Work to complete:
Up to and including the line that contains "x=253, y=25", repeat each line of the data exactly, starting from the first.

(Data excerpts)
===

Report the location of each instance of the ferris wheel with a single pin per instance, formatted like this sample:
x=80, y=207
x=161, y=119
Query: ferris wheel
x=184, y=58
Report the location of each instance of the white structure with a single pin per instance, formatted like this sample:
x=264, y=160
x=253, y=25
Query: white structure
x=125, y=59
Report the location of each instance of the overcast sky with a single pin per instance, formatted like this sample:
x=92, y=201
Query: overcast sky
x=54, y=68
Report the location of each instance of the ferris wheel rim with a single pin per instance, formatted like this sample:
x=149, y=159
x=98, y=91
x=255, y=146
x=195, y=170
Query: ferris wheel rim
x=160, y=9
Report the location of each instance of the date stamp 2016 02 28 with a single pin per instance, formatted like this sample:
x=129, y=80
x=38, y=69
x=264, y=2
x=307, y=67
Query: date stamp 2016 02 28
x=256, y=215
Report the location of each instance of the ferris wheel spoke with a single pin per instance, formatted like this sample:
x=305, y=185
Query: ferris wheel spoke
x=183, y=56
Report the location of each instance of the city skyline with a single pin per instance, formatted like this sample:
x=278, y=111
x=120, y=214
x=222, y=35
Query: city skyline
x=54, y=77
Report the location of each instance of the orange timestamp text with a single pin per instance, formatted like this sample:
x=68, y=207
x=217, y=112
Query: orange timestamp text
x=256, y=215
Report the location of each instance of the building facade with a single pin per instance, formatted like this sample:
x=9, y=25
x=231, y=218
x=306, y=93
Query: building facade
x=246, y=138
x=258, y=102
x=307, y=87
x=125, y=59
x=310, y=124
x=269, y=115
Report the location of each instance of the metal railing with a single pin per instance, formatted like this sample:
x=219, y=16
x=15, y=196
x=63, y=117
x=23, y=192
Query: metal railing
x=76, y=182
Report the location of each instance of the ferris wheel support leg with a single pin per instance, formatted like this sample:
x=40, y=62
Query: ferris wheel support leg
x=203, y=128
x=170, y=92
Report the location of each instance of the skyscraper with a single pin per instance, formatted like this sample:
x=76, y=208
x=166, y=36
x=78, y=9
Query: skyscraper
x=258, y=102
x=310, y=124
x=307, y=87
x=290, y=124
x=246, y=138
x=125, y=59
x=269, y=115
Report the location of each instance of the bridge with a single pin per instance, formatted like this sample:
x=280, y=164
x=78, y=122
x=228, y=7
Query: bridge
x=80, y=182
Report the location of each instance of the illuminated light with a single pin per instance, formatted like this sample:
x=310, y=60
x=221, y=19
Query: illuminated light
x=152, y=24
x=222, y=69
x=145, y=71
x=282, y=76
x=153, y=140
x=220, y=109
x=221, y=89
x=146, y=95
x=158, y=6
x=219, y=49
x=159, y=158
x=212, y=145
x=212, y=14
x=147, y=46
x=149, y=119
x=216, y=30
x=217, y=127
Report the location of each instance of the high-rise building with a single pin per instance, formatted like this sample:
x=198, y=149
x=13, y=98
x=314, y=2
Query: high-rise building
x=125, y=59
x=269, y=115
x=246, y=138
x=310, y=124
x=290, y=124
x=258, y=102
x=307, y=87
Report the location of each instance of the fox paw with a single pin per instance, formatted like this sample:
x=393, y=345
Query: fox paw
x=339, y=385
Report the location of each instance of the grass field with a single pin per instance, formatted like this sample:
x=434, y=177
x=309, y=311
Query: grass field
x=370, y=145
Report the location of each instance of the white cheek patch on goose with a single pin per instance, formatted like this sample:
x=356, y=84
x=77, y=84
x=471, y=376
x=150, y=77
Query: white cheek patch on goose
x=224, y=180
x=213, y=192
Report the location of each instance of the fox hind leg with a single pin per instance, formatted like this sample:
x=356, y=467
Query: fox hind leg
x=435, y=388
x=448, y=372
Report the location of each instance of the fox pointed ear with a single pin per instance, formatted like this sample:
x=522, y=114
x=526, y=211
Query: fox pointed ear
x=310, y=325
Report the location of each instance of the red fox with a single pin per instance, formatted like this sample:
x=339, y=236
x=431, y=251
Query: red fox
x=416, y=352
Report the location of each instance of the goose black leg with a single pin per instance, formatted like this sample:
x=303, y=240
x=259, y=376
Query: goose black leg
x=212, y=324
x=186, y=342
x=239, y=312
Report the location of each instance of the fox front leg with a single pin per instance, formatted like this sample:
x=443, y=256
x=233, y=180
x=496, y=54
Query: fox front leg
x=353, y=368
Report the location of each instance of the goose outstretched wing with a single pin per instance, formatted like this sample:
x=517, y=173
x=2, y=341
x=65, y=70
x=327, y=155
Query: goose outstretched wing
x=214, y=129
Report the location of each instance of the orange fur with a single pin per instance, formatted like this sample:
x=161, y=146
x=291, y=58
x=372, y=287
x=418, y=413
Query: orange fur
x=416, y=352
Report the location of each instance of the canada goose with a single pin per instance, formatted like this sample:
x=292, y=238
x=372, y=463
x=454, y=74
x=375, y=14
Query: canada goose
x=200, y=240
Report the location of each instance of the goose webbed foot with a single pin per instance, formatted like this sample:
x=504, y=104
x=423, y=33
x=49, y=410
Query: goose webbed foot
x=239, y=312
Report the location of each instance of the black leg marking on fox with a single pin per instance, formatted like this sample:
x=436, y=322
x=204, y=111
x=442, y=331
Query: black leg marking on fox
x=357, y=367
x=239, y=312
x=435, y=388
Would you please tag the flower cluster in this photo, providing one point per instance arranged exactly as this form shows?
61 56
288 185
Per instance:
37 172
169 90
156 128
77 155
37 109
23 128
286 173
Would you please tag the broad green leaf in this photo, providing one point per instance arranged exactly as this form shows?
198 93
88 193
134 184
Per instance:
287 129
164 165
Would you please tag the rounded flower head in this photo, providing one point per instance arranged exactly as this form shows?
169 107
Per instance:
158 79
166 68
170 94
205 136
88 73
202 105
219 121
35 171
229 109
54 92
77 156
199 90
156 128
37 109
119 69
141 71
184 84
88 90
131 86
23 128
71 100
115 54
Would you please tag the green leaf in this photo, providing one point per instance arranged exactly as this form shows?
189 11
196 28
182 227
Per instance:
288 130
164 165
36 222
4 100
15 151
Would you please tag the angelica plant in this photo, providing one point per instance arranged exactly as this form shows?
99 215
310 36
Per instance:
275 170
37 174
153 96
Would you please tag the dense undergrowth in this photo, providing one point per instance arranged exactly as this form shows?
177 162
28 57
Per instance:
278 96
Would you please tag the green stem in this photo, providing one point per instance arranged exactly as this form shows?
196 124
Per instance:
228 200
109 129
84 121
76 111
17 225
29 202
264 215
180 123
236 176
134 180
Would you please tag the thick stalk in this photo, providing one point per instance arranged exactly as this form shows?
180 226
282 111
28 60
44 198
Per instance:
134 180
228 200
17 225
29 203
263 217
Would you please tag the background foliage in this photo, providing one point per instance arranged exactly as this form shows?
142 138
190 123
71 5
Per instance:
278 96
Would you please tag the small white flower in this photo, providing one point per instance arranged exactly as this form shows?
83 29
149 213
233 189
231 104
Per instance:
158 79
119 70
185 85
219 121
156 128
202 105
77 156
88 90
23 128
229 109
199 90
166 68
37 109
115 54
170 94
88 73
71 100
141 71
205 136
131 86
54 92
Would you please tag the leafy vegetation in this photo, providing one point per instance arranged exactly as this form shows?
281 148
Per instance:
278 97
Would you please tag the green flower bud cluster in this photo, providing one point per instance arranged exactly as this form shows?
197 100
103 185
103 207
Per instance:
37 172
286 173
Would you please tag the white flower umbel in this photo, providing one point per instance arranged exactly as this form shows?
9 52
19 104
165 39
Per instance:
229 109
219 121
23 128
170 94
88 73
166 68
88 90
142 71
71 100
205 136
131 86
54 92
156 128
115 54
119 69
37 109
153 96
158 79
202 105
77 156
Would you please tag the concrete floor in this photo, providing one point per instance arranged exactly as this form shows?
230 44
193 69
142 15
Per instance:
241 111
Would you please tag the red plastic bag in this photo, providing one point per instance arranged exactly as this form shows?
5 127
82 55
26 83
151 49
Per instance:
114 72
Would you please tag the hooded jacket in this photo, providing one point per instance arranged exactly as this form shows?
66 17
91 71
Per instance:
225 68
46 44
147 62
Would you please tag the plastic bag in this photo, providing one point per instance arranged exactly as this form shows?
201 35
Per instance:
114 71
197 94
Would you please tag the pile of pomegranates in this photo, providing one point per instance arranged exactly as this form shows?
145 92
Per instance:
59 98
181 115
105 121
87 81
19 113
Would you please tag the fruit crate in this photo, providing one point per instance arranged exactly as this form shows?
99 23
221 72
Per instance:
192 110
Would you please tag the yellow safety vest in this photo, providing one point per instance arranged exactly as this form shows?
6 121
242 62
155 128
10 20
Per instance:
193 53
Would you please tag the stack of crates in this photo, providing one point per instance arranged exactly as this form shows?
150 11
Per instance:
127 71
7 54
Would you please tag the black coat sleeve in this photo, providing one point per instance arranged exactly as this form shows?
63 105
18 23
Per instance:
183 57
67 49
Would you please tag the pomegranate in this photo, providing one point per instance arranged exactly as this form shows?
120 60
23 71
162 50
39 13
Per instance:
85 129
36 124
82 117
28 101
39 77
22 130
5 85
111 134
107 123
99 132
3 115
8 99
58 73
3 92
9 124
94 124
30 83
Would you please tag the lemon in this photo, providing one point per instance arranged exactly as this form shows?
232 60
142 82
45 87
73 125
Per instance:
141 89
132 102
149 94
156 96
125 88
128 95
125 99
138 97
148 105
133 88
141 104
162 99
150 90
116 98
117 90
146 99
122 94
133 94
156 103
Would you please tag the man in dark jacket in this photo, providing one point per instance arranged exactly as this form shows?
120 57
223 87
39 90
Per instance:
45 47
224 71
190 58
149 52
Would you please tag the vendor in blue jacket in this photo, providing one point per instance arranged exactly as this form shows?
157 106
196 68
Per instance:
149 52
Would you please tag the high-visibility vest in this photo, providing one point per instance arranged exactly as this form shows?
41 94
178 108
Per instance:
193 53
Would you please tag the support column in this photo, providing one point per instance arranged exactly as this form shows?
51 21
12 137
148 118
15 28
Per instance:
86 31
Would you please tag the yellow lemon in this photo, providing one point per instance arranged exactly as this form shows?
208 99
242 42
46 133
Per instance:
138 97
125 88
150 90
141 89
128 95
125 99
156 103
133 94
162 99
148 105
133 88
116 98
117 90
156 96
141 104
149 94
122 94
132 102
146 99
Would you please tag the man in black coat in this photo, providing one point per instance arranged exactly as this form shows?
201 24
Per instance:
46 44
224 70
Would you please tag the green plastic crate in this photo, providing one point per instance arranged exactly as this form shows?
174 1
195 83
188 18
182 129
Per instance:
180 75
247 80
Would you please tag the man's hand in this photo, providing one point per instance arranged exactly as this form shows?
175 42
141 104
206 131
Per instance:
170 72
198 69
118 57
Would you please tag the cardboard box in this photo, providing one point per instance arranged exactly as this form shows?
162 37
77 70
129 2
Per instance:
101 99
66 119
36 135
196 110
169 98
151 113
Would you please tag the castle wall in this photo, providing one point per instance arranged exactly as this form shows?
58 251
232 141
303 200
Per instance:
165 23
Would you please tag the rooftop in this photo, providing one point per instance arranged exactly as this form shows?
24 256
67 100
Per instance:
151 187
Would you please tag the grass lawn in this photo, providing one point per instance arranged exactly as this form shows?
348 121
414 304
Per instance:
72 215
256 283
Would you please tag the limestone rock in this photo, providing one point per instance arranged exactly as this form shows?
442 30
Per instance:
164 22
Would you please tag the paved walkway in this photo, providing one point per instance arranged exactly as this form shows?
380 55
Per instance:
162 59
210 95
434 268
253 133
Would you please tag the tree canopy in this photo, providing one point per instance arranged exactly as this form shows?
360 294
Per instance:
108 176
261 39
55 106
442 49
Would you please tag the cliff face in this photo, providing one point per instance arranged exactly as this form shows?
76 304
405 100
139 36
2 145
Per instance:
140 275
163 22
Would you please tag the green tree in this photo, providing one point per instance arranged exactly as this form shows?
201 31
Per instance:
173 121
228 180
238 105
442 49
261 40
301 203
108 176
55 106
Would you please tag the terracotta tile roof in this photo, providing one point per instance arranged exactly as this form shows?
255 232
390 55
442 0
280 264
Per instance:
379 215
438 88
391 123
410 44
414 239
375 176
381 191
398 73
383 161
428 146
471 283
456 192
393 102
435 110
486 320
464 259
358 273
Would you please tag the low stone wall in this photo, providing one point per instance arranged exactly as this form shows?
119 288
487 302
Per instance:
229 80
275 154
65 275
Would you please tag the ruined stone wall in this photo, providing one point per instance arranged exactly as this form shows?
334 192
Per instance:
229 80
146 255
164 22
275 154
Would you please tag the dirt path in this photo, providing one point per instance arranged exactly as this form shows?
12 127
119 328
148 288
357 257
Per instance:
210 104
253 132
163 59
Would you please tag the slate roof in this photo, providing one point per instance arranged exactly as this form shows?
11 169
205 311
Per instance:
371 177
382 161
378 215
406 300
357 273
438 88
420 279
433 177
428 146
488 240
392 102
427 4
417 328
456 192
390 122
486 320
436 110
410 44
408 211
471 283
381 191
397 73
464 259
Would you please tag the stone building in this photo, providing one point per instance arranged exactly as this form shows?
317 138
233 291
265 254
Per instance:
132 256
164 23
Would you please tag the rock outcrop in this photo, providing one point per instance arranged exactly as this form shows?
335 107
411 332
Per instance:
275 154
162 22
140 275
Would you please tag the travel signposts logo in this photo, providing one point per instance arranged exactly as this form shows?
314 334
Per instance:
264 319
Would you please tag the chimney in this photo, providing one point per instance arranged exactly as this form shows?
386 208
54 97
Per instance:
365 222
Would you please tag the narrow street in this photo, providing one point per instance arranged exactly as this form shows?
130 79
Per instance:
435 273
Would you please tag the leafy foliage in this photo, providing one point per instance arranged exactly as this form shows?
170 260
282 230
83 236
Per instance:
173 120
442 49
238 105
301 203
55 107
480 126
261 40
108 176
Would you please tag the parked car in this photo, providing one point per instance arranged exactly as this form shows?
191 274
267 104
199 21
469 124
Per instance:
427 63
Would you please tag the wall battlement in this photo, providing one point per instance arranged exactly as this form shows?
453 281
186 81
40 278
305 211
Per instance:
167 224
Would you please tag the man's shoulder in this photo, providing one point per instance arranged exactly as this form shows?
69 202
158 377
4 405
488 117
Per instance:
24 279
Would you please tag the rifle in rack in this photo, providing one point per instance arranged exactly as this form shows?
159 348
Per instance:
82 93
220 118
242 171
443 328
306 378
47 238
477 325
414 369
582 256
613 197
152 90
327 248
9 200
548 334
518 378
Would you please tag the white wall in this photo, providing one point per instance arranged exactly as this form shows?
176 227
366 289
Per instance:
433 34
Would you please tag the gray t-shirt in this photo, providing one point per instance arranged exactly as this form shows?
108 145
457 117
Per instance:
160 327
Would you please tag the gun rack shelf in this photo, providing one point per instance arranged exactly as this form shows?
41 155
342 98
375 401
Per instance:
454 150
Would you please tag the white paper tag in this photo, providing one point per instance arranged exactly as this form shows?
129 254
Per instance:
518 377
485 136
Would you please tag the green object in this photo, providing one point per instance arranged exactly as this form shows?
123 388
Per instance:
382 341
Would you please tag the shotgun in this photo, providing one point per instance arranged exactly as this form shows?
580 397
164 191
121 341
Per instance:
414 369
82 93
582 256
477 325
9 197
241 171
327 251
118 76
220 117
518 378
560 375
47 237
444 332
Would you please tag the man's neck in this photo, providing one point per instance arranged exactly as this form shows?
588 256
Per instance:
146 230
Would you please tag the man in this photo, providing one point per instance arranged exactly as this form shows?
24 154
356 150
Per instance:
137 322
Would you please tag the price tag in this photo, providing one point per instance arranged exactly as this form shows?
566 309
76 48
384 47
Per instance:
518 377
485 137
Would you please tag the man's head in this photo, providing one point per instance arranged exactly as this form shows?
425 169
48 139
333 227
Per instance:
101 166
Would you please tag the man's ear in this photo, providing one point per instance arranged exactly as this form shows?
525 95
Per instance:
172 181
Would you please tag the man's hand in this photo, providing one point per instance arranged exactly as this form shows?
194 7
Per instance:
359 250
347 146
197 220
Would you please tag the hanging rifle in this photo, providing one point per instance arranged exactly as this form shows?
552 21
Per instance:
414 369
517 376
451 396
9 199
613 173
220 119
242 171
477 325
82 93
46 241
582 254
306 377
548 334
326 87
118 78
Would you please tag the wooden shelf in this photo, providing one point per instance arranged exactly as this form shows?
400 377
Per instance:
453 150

===

Expected answer:
Report the location of each instance of the ferris wheel with a single pin per instance, formatted like this sample:
x=80, y=207
x=161, y=119
Query: ferris wheel
x=184, y=58
Report the location of each instance of the white structure with a single pin per instance, formatted like this sample:
x=264, y=160
x=253, y=25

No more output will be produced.